#### Text shown
####
# project Frankenwheels



## jhngardner367 (Apr 5, 2011)

Well,fellas,I'm sittin' here,bored outta my skull,so I've decided to embark on a new project!I call it FRANKENWHEELS. I'm takin' a bunch of old parts,and I'm gonna build a unit that I can use for snowplowing,hauling,etc.For starters,I've got a b/s 18hp twin,for power,and the dual-ratio transaxle from a craftsman varidrive,and a 42" snow blade,for pushin'.For wheels,I'm using 10.50x12 rears,and 5.50x12 fronts. I'm hoping it'll turn out as nice as the buggy I posted on the UTV board. I'll take pics as I go,and post them,so you all can see if I screw up,or have a suggestion.I'm not looking for speed,....just brute power!!


----------



## farmertim (Dec 1, 2010)

I have too much real work to do


----------



## dangeroustoys56 (Jul 26, 2010)

Sounds like 'Terafirminator' from Gnomeo and Juliet :

[ame=http://www.youtube.com/watch?v=Mc2iCjnTnN4]YouTube - ‪Gnomeo & Juliet: Terrafirminator Commercial‬&rlm;[/ame]

Id say as long as you over build it ( like scratch built steel frame) - should work good .


----------



## jhngardner367 (Apr 5, 2011)

*frankenwheels*

Yeah,Tim,I saw your post on your farm project!I really envy you,for that! Around here,land in the countryside is going for almost $50,000 an acre!On top of that there are so many permits,and restriction,and taxes,it's ridiculous!Mchigan has one of the highest tax systems,in the U.S.,and they just pushed through a tax on Social Security benefits!


----------



## jhngardner367 (Apr 5, 2011)

LOL,at the video,DT56! I don't think I'll come out with a machine THAT awsome,....but wouldn't it be COOL?!?!


----------



## jhngardner367 (Apr 5, 2011)

*engie/trans selected*

These are the engine,and transaxle I'll use,after I clean them up.


----------



## Thomas (Nov 1, 2006)

Sounds like good stress reliever keep us updated.


----------



## farmertim (Dec 1, 2010)

Like I said, You're nuts but i like it!! Cheers :beer:
:aussie:


----------



## Cublover (Feb 20, 2011)

*What a local guy did with his spares*



Thomas said:


> Sounds like good stress reliever keep us updated.
####
#### What you have to do
Can you reproduce the Frankenwheels thread word for word, from "Sounds like 'Terafirminator'" up to and including "work good ."?

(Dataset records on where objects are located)
####
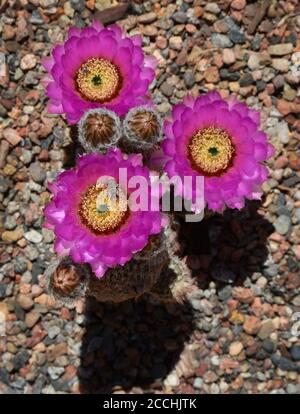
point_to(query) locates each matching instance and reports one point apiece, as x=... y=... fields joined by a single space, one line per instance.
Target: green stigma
x=213 y=151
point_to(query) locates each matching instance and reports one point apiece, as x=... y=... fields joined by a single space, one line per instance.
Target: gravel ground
x=238 y=331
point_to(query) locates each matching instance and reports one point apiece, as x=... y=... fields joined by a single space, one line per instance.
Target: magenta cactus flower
x=221 y=141
x=91 y=226
x=97 y=67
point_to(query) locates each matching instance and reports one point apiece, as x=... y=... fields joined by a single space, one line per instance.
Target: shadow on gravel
x=132 y=344
x=227 y=248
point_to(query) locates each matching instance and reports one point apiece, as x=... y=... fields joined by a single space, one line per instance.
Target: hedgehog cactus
x=100 y=79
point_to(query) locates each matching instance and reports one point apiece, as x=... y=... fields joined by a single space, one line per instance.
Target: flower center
x=211 y=151
x=98 y=80
x=103 y=209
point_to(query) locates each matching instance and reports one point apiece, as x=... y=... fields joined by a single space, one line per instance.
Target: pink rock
x=11 y=136
x=238 y=4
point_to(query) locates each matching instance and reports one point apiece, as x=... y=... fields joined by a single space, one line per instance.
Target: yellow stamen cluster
x=211 y=151
x=102 y=212
x=98 y=80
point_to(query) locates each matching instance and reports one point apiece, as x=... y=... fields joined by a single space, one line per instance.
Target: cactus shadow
x=227 y=248
x=131 y=346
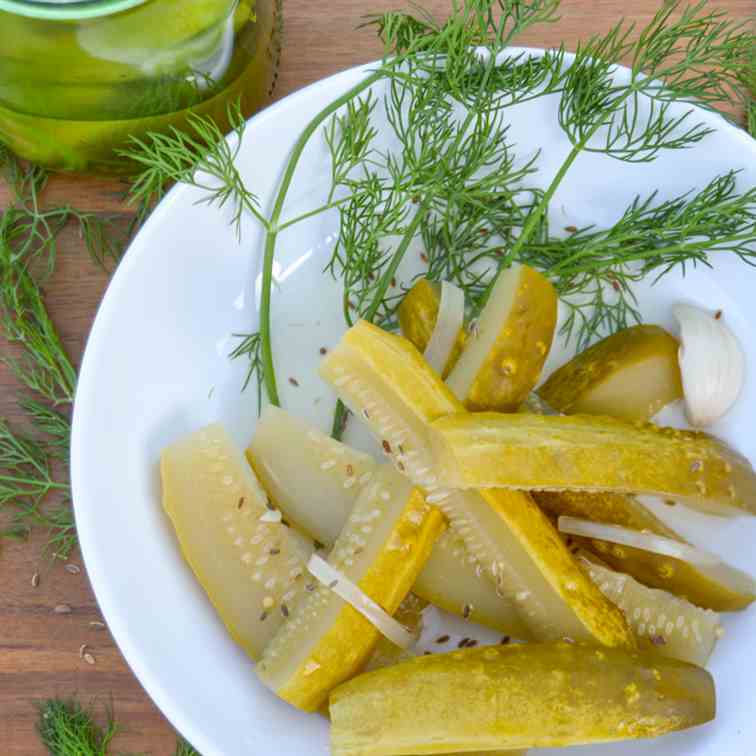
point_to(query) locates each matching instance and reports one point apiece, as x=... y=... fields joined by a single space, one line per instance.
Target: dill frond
x=67 y=729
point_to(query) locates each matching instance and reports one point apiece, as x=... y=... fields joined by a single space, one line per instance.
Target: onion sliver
x=347 y=590
x=450 y=319
x=636 y=539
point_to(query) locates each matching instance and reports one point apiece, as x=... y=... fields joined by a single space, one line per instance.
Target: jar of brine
x=78 y=79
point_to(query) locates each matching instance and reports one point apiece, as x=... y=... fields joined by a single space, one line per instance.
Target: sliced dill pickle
x=585 y=452
x=386 y=541
x=386 y=653
x=504 y=354
x=669 y=625
x=617 y=509
x=316 y=481
x=249 y=565
x=418 y=313
x=631 y=374
x=717 y=586
x=384 y=380
x=517 y=696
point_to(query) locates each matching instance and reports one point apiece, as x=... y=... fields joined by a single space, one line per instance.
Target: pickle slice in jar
x=631 y=374
x=506 y=349
x=316 y=481
x=418 y=313
x=386 y=382
x=716 y=586
x=586 y=452
x=517 y=696
x=324 y=641
x=248 y=562
x=664 y=623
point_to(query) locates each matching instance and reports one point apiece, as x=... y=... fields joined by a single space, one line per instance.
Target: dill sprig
x=184 y=748
x=470 y=224
x=594 y=269
x=200 y=156
x=249 y=348
x=67 y=729
x=33 y=463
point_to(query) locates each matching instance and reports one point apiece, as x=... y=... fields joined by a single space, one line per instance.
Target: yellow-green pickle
x=517 y=696
x=77 y=80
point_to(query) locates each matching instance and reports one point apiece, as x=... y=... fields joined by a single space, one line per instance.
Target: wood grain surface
x=39 y=649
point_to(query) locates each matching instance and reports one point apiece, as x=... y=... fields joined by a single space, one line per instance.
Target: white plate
x=156 y=367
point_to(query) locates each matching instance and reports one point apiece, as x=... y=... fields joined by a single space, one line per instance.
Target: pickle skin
x=631 y=374
x=417 y=316
x=215 y=502
x=719 y=589
x=517 y=696
x=384 y=379
x=315 y=481
x=502 y=377
x=666 y=624
x=591 y=453
x=348 y=643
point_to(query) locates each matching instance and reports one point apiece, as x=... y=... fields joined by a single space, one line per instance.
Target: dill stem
x=273 y=230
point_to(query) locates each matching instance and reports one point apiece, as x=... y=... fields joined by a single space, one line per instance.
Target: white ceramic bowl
x=156 y=367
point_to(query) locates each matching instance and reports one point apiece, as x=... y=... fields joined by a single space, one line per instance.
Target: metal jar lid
x=66 y=10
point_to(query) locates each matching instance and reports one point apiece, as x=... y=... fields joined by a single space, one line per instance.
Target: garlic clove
x=712 y=364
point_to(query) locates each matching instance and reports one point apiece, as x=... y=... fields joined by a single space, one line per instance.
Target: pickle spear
x=631 y=374
x=248 y=562
x=381 y=549
x=669 y=625
x=583 y=452
x=386 y=382
x=711 y=586
x=505 y=352
x=316 y=481
x=417 y=315
x=517 y=696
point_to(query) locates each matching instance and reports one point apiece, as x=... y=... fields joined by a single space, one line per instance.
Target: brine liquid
x=72 y=93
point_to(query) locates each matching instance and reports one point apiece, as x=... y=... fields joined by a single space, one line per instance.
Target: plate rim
x=108 y=604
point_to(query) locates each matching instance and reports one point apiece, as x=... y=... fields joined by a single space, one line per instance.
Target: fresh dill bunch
x=200 y=156
x=594 y=269
x=31 y=488
x=249 y=348
x=184 y=748
x=67 y=729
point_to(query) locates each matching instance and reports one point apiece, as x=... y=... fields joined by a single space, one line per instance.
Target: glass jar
x=77 y=79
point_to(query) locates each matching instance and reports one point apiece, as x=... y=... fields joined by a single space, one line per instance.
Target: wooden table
x=39 y=649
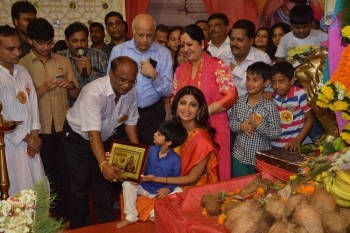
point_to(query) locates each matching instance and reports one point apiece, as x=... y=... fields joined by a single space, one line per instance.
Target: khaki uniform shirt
x=53 y=105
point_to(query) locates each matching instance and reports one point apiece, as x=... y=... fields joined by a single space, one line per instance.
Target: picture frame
x=131 y=157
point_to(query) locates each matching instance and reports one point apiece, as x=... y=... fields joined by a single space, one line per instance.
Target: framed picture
x=130 y=157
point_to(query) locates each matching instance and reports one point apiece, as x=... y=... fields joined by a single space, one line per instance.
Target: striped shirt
x=296 y=104
x=53 y=105
x=245 y=146
x=19 y=100
x=98 y=61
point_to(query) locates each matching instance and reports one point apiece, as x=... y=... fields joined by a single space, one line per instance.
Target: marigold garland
x=345 y=134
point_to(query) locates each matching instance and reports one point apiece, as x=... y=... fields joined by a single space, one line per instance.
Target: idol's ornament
x=5 y=127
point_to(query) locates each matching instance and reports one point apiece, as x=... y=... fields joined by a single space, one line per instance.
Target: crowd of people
x=204 y=97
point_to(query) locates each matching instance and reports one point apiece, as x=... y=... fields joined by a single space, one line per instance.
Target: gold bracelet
x=101 y=165
x=31 y=140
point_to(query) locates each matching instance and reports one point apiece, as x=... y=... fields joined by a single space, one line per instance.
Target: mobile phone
x=153 y=63
x=58 y=77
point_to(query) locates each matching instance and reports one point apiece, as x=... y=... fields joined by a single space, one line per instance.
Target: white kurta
x=24 y=172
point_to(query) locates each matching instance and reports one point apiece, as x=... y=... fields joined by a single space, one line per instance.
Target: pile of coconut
x=300 y=213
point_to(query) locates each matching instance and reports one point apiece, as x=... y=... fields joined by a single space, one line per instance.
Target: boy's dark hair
x=260 y=68
x=7 y=31
x=248 y=25
x=22 y=7
x=111 y=14
x=163 y=28
x=75 y=27
x=283 y=67
x=301 y=14
x=97 y=25
x=174 y=132
x=40 y=29
x=221 y=16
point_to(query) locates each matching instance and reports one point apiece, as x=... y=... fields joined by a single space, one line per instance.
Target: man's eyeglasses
x=121 y=80
x=42 y=43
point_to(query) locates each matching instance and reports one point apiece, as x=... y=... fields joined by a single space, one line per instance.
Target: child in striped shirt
x=296 y=116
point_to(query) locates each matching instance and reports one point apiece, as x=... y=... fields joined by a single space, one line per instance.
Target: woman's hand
x=162 y=193
x=148 y=178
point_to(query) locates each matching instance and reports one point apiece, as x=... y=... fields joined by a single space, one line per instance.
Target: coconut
x=246 y=208
x=294 y=228
x=323 y=201
x=292 y=203
x=335 y=222
x=279 y=227
x=306 y=216
x=276 y=208
x=206 y=198
x=265 y=222
x=246 y=222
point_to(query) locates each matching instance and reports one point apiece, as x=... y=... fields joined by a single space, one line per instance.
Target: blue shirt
x=148 y=91
x=168 y=166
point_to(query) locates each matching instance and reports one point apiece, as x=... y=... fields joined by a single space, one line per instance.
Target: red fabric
x=182 y=212
x=277 y=172
x=144 y=227
x=197 y=146
x=133 y=8
x=234 y=10
x=215 y=80
x=144 y=206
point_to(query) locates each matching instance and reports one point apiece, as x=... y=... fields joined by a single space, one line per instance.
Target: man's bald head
x=143 y=27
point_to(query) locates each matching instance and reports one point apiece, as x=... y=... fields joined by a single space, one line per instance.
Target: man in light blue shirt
x=154 y=79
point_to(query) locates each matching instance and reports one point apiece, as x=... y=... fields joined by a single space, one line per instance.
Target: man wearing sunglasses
x=102 y=106
x=54 y=80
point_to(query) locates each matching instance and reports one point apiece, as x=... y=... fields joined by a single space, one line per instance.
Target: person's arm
x=270 y=127
x=164 y=80
x=47 y=86
x=226 y=88
x=110 y=173
x=190 y=179
x=71 y=85
x=131 y=132
x=309 y=121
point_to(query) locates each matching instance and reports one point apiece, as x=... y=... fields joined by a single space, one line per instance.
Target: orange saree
x=197 y=146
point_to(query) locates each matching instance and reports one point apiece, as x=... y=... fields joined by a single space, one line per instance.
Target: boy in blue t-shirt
x=163 y=162
x=254 y=119
x=296 y=116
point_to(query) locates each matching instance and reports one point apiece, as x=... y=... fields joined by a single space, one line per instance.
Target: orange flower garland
x=342 y=73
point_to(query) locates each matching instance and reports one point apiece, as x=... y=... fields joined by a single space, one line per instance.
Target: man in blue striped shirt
x=154 y=79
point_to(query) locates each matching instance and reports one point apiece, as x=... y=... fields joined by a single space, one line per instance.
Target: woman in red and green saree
x=199 y=162
x=213 y=77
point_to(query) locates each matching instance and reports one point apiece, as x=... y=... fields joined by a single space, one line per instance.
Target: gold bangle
x=101 y=165
x=31 y=140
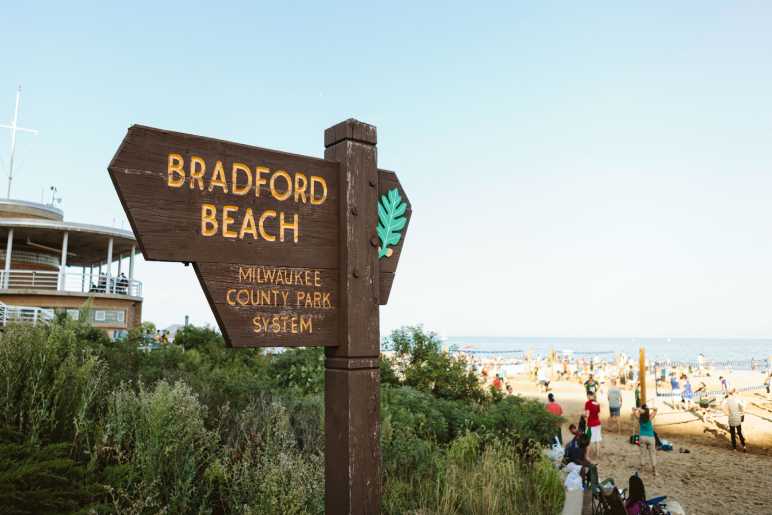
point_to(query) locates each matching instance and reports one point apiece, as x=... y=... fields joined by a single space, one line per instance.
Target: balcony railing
x=76 y=282
x=24 y=314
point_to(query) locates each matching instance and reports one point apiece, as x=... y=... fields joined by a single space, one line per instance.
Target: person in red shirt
x=554 y=408
x=592 y=413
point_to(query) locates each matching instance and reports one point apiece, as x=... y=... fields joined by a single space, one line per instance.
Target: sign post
x=291 y=251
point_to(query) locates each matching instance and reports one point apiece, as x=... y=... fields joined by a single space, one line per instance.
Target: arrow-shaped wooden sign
x=261 y=228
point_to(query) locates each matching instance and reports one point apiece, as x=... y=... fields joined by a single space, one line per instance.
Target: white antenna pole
x=14 y=127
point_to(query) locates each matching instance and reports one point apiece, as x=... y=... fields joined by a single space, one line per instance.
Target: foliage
x=161 y=447
x=50 y=383
x=43 y=479
x=195 y=427
x=263 y=470
x=298 y=370
x=421 y=363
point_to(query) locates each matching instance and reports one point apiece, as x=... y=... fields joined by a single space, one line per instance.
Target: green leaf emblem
x=391 y=221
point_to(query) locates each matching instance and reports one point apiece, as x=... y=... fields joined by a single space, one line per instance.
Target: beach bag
x=673 y=507
x=574 y=478
x=556 y=452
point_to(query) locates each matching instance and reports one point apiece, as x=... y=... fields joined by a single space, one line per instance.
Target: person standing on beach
x=735 y=408
x=675 y=389
x=592 y=412
x=543 y=377
x=591 y=385
x=555 y=408
x=726 y=386
x=646 y=440
x=687 y=394
x=615 y=404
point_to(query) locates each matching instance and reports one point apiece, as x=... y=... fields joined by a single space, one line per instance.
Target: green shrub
x=159 y=448
x=262 y=469
x=421 y=363
x=494 y=479
x=298 y=370
x=51 y=383
x=43 y=479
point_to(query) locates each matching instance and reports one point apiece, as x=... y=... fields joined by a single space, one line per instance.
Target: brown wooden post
x=352 y=378
x=642 y=373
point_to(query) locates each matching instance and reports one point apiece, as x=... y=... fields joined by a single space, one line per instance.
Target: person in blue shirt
x=647 y=440
x=686 y=396
x=675 y=390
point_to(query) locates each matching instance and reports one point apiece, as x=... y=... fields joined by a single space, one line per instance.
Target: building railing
x=24 y=314
x=77 y=282
x=35 y=258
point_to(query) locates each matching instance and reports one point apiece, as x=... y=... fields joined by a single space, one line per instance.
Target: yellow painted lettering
x=322 y=196
x=270 y=213
x=259 y=181
x=283 y=225
x=218 y=178
x=197 y=170
x=248 y=225
x=240 y=190
x=175 y=171
x=227 y=220
x=275 y=191
x=208 y=220
x=301 y=183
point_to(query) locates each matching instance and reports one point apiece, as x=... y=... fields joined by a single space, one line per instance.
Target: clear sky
x=575 y=169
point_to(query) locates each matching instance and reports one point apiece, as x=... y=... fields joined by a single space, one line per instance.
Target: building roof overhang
x=87 y=244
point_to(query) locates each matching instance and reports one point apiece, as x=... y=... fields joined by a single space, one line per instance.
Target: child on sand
####
#### Finished answer
Sounds like 'Terafirminator' from Gnomeo and Juliet :

[ame=http://www.youtube.com/watch?v=Mc2iCjnTnN4]YouTube - ‪Gnomeo & Juliet: Terrafirminator Commercial‬&rlm;[/ame]

Id say as long as you over build it ( like scratch built steel frame) - should work good .